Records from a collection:

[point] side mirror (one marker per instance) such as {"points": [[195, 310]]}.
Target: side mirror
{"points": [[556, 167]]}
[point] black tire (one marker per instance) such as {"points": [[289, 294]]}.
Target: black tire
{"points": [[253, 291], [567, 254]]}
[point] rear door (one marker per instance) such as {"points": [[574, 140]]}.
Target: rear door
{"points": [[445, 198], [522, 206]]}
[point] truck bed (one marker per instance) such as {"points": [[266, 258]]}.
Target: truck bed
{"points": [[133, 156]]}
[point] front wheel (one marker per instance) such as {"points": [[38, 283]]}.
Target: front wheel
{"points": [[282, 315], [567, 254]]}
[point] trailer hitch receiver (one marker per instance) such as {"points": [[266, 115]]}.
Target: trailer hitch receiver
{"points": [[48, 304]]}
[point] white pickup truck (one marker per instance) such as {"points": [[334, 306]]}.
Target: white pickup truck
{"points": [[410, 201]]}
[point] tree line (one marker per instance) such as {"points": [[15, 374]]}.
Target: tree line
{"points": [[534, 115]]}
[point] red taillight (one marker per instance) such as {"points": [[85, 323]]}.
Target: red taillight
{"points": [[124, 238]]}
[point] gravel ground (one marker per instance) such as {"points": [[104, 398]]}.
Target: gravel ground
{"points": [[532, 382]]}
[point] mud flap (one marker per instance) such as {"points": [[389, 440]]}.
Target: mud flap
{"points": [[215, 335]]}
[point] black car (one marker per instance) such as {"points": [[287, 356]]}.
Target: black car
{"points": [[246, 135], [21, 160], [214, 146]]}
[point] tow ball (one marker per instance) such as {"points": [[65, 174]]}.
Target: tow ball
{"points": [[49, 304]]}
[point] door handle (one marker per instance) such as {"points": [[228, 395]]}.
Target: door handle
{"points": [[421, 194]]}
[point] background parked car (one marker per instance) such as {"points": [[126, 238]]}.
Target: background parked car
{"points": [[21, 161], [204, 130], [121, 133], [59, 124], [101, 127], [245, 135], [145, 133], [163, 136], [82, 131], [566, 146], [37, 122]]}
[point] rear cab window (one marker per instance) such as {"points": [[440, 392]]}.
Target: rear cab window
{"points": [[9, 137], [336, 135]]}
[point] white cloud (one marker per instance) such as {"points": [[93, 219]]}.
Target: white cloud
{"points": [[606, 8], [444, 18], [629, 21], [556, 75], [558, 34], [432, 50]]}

What the task requires: Every entry above needs to be quoted exactly.

Solution:
[point] side mirror (one marker per instance) such as {"points": [[195, 310]]}.
Target: side mirror
{"points": [[556, 167]]}
[point] black tire (one marker per instance) such as {"points": [[289, 294]]}.
Target: black tire
{"points": [[253, 291], [567, 254]]}
[point] rear door (one marker per instance) such as {"points": [[574, 140]]}.
Target: rear door
{"points": [[445, 198], [522, 206]]}
[point] truck bed (one marker per instance) such as {"points": [[266, 258]]}.
Target: truck bed
{"points": [[133, 156]]}
[point] front wheel (one marker per instance) such as {"points": [[38, 283]]}.
Target: front wheel
{"points": [[282, 315], [567, 254]]}
[point] trailer hitch receiver (one marker per instance) such as {"points": [[266, 115]]}.
Target: trailer hitch receiver
{"points": [[48, 304]]}
[point] white pickup truck (one marker per instance) such as {"points": [[334, 306]]}.
Target: white pickup truck
{"points": [[410, 201]]}
[point] tree line (one marker per instance) such as {"points": [[15, 374]]}.
Target: tree line
{"points": [[534, 115]]}
[point] red taillight (one marker per instance) such as {"points": [[85, 323]]}.
Target: red taillight
{"points": [[124, 238]]}
[point] gravel ground (one marker per instance) such as {"points": [[104, 398]]}.
Target: gravel ground
{"points": [[532, 382]]}
[point] mud flap (one marker per instance) such as {"points": [[389, 440]]}.
Target: mud flap
{"points": [[215, 335]]}
[point] black car (one marker per instance) such as {"points": [[287, 356]]}.
Target: black car
{"points": [[246, 135], [21, 160], [214, 146]]}
[point] tow ball (one marker per instance) such as {"points": [[65, 174]]}.
Target: tow ball
{"points": [[49, 304]]}
[point] door handle (one marker per instance) such as {"points": [[228, 395]]}.
Target: door handle
{"points": [[421, 194]]}
[point] background parked car (one marker per instance) such as {"points": [[126, 238]]}.
Target: background parked car
{"points": [[21, 161], [204, 130], [121, 133], [59, 124], [101, 127], [245, 135], [145, 133], [163, 136], [82, 131], [566, 146], [37, 122]]}
[point] rear cab window (one marker per instance) such as {"points": [[440, 392]]}.
Target: rear cab window
{"points": [[9, 137], [336, 135]]}
[point] white cloud (one marker per instance) such as {"points": [[93, 219]]}.
Target: white cloud
{"points": [[606, 8], [444, 18], [629, 21], [556, 75], [558, 34], [432, 50]]}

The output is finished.